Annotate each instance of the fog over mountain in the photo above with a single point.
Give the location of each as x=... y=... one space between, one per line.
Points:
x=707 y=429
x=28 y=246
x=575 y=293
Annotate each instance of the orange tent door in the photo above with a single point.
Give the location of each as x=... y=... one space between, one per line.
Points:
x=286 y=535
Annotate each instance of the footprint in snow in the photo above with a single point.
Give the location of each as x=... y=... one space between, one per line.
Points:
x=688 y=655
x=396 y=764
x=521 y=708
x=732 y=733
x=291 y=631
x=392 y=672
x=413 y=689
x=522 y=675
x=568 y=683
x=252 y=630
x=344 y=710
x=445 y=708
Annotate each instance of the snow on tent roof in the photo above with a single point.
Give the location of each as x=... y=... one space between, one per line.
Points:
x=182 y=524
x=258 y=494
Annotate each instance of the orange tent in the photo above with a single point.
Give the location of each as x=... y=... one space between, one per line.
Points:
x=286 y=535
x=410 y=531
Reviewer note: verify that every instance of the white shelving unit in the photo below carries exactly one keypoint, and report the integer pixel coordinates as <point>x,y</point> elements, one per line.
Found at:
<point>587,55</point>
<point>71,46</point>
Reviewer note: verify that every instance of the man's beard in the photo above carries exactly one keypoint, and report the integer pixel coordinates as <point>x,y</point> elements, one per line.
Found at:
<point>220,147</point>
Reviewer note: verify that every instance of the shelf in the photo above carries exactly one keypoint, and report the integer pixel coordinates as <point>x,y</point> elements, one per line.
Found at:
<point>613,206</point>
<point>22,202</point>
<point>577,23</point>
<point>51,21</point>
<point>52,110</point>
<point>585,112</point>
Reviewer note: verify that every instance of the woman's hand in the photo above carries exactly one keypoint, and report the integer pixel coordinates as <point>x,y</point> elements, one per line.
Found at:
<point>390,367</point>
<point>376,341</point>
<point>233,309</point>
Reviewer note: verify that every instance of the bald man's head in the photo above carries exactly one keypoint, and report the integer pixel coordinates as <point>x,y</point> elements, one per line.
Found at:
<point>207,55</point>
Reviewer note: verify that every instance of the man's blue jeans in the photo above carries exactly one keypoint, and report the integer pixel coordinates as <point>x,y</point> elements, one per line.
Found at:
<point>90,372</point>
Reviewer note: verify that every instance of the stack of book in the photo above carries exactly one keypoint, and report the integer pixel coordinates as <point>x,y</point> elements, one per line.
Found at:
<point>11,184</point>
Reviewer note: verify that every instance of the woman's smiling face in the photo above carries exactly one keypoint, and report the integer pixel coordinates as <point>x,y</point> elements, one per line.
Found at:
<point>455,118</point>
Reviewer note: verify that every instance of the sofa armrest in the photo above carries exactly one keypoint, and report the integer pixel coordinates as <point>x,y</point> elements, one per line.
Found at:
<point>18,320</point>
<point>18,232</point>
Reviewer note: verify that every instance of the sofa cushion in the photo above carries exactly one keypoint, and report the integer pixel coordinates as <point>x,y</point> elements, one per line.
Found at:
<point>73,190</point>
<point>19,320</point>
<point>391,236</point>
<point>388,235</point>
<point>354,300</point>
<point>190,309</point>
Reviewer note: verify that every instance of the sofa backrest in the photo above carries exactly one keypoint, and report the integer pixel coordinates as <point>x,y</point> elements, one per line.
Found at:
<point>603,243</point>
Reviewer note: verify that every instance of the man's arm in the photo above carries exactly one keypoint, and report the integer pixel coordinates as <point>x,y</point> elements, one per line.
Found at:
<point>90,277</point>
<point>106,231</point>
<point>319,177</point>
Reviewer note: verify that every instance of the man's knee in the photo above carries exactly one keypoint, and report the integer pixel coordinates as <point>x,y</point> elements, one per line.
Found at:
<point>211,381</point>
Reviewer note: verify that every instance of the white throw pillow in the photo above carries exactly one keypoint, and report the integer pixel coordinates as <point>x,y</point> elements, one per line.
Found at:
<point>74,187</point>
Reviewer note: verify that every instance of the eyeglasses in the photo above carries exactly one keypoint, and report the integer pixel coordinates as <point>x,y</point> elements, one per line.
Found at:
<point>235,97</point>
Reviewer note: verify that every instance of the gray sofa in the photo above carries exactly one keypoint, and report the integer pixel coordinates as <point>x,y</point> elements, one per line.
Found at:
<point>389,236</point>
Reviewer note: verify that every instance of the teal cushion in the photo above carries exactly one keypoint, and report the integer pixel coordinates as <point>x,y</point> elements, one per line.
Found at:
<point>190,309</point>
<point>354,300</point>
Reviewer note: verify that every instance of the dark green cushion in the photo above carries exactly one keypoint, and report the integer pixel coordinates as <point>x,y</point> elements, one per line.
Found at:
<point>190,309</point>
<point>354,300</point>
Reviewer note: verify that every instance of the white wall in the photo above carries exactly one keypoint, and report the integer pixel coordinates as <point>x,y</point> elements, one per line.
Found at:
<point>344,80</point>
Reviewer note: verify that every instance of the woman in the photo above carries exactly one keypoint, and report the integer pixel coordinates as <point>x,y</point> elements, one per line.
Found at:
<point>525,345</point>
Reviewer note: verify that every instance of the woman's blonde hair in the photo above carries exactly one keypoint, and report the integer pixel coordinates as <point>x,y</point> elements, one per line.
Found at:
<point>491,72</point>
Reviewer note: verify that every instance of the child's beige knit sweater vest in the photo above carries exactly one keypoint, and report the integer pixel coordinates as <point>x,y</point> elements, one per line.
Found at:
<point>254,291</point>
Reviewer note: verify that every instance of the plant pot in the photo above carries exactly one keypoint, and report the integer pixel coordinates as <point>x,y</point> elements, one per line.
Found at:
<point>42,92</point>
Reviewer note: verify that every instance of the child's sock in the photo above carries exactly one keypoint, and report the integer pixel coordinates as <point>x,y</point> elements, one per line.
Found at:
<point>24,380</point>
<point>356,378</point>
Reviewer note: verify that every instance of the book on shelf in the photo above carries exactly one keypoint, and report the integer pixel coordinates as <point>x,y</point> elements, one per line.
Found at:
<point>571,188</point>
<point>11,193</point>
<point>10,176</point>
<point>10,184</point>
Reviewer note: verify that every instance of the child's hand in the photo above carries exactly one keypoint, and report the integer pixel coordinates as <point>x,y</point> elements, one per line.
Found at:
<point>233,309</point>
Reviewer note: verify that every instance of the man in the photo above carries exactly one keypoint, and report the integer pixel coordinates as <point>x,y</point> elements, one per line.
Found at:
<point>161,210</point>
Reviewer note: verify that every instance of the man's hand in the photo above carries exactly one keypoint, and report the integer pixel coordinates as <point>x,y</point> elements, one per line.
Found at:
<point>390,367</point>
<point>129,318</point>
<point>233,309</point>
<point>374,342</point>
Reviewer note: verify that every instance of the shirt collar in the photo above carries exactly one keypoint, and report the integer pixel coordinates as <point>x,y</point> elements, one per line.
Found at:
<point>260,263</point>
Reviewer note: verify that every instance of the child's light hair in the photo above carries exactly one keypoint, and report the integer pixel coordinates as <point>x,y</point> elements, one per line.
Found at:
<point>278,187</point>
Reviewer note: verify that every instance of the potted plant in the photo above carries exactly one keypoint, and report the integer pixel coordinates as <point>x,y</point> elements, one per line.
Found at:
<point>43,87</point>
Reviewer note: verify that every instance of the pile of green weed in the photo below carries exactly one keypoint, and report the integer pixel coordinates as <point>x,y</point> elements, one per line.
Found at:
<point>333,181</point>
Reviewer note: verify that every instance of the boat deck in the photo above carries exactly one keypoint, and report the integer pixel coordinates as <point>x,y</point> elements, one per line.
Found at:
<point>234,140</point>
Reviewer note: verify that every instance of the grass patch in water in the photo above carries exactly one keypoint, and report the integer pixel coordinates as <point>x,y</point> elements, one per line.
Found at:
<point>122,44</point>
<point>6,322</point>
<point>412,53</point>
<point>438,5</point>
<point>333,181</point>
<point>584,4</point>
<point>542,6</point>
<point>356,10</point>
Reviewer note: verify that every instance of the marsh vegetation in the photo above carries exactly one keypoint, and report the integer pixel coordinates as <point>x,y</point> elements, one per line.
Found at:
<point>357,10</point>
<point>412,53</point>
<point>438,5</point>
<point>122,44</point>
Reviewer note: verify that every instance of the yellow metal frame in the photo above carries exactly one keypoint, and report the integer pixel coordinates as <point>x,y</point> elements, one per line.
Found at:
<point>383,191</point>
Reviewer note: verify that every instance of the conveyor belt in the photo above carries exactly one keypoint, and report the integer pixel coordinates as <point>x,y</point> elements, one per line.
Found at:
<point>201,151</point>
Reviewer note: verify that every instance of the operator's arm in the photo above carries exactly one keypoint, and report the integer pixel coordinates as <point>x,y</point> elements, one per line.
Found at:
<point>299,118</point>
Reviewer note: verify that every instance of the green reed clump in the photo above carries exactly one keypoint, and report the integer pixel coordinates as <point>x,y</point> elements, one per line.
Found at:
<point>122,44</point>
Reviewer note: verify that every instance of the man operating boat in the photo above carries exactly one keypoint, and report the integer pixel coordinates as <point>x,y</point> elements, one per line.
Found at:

* _STATED PROBLEM_
Copy word for word the lines of the material above, starting at the line that contains "Reviewer note: verify that every instance of the stack" and stopping after the line that contains "<point>455,118</point>". Include both of those lines.

* _WRITTEN ANSWER_
Reviewer note: verify that every instance of the stack of book in the photo above carries exactly one keypoint, and report the integer pixel coordinates as <point>x,y</point> elements, one per line.
Found at:
<point>11,184</point>
Reviewer note: verify that every instance of the woman's smiling face in the photo above carries exactly one keypoint, and report the integer pixel coordinates as <point>x,y</point> elements, one per line.
Found at:
<point>455,118</point>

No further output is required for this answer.